▶ _Supplied passage_
────────
This was an excellent first person adventure game exploring various industrial environments such as e.g. water plants, dam, power plants, factories, etc. As a hard hat structural analyst with a funny accent, I had to take photos of everything that needed to be repaired. Various puzzles (typically electrical in nature) had to be solved to open doors and gain access to the later parts of the locations.

The game had three acts and was enormous. I understand that there was only one act to begin with, and the two other acts were added in sort of an episodic manner. The end result has more than 40 maps made in the Source engine (the same that powered Half-Life 2) and each of them are really big. It took me almost 30 hours to get through the entire game. But it was exquisite almost all the way. The factories and plants were well put together and felt realistic – it wasn’t just random pipes and wires going wherever.

Probably the only thing that annoyed me at first was having to find batteries to replenish my phone camera and my flashlight. Especially in the first area inside a dam I was often running out and had to rummage all drawers and meticulously search control rooms for more batteries. Luckily my supplies eventually got stocked up as the maps went by, although there was a cap of ten packs for each type.
────────
▶ _Material shown_
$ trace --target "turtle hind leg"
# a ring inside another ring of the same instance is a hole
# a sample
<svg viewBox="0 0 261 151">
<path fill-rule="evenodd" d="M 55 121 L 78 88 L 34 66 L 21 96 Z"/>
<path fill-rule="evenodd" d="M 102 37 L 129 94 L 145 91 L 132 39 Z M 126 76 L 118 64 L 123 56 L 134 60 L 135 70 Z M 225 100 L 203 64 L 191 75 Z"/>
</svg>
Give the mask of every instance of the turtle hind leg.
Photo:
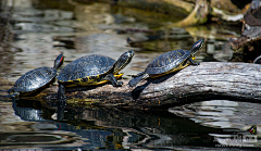
<svg viewBox="0 0 261 151">
<path fill-rule="evenodd" d="M 123 81 L 117 81 L 112 73 L 108 74 L 103 79 L 111 81 L 113 87 L 121 87 L 123 85 Z"/>
<path fill-rule="evenodd" d="M 142 79 L 146 79 L 147 77 L 149 77 L 149 74 L 147 74 L 147 73 L 139 73 L 138 75 L 139 76 L 137 76 L 128 81 L 129 87 L 134 87 Z"/>
<path fill-rule="evenodd" d="M 199 65 L 200 64 L 199 62 L 198 63 L 194 62 L 194 60 L 191 58 L 189 58 L 188 60 L 192 65 Z"/>
</svg>

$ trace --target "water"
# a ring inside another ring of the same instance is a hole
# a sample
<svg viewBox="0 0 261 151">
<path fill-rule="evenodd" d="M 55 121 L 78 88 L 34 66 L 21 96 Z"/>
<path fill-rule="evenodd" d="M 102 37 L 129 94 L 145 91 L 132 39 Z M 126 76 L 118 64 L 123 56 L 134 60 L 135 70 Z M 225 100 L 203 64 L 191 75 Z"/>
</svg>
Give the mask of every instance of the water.
<svg viewBox="0 0 261 151">
<path fill-rule="evenodd" d="M 197 62 L 251 62 L 238 60 L 226 40 L 238 37 L 240 27 L 211 24 L 164 30 L 165 18 L 158 23 L 149 15 L 144 20 L 135 17 L 137 14 L 128 13 L 128 8 L 72 0 L 3 0 L 1 10 L 1 90 L 11 88 L 20 76 L 33 68 L 53 66 L 60 53 L 64 54 L 66 65 L 87 54 L 117 59 L 133 49 L 135 56 L 123 70 L 124 78 L 144 71 L 159 54 L 179 48 L 190 49 L 200 38 L 206 38 L 207 42 L 198 52 Z M 177 15 L 176 18 L 182 17 Z M 172 22 L 176 21 L 172 18 Z M 130 46 L 126 40 L 128 37 L 134 41 Z M 225 135 L 246 133 L 251 125 L 259 128 L 257 104 L 225 101 L 221 106 L 219 100 L 210 102 L 211 105 L 208 101 L 200 103 L 207 109 L 199 108 L 198 103 L 190 104 L 194 112 L 183 111 L 187 106 L 170 108 L 169 111 L 132 111 L 70 104 L 64 119 L 58 122 L 57 105 L 51 101 L 1 97 L 0 149 L 219 150 L 217 144 L 226 144 L 222 148 L 226 150 L 228 144 L 238 149 L 239 143 L 222 143 L 220 139 Z M 206 110 L 209 111 L 207 114 Z M 247 135 L 250 134 L 244 134 Z M 240 143 L 240 147 L 253 149 L 260 144 L 249 142 Z"/>
</svg>

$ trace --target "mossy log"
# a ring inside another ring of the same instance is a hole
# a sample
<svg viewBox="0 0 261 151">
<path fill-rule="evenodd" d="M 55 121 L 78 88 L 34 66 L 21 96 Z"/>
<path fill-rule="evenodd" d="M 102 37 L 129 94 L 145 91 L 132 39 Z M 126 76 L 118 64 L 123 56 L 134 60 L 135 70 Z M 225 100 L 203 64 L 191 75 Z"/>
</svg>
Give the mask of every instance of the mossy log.
<svg viewBox="0 0 261 151">
<path fill-rule="evenodd" d="M 69 103 L 158 108 L 211 99 L 261 100 L 261 65 L 251 63 L 202 62 L 135 88 L 128 87 L 128 79 L 123 81 L 125 86 L 119 88 L 109 84 L 67 89 L 66 96 L 73 98 Z M 52 88 L 55 96 L 58 88 Z"/>
</svg>

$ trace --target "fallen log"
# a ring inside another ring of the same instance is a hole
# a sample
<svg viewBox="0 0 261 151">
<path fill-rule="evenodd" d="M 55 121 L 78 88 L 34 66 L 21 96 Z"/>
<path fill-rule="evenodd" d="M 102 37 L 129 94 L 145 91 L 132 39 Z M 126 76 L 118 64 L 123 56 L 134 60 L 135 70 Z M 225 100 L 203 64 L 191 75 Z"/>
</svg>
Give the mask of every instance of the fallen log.
<svg viewBox="0 0 261 151">
<path fill-rule="evenodd" d="M 252 63 L 202 62 L 129 88 L 112 85 L 66 89 L 69 103 L 153 108 L 211 99 L 261 100 L 261 65 Z M 57 99 L 58 87 L 44 93 Z M 51 93 L 51 95 L 50 95 Z"/>
</svg>

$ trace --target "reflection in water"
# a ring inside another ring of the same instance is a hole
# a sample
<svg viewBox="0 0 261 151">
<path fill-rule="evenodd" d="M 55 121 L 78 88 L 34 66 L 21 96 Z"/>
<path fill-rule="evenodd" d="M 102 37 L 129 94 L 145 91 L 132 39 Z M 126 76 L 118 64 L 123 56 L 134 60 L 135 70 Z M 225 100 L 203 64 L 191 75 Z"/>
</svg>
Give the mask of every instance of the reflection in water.
<svg viewBox="0 0 261 151">
<path fill-rule="evenodd" d="M 223 134 L 210 134 L 215 141 L 231 147 L 261 147 L 258 141 L 261 129 L 261 104 L 211 100 L 169 109 L 175 115 L 189 117 L 195 123 L 224 128 Z M 257 125 L 257 134 L 248 128 Z M 245 139 L 245 140 L 244 140 Z M 250 140 L 246 140 L 250 139 Z"/>
</svg>

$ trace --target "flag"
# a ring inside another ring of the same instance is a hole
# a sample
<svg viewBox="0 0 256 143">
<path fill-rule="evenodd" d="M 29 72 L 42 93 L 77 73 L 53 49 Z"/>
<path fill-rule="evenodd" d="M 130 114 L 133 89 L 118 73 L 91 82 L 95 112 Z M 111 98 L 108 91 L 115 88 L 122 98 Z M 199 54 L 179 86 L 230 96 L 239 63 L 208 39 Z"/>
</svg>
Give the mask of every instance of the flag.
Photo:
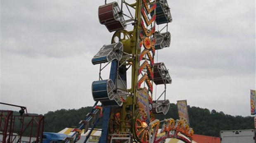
────────
▶ _Exercise details_
Write out the part of the game review that begins at the words "The game had" and stops after "wires going wherever.", copying it word for word.

▶ _Exercise result_
The game had three acts and was enormous. I understand that there was only one act to begin with, and the two other acts were added in sort of an episodic manner. The end result has more than 40 maps made in the Source engine (the same that powered Half-Life 2) and each of them are really big. It took me almost 30 hours to get through the entire game. But it was exquisite almost all the way. The factories and plants were well put together and felt realistic – it wasn’t just random pipes and wires going wherever.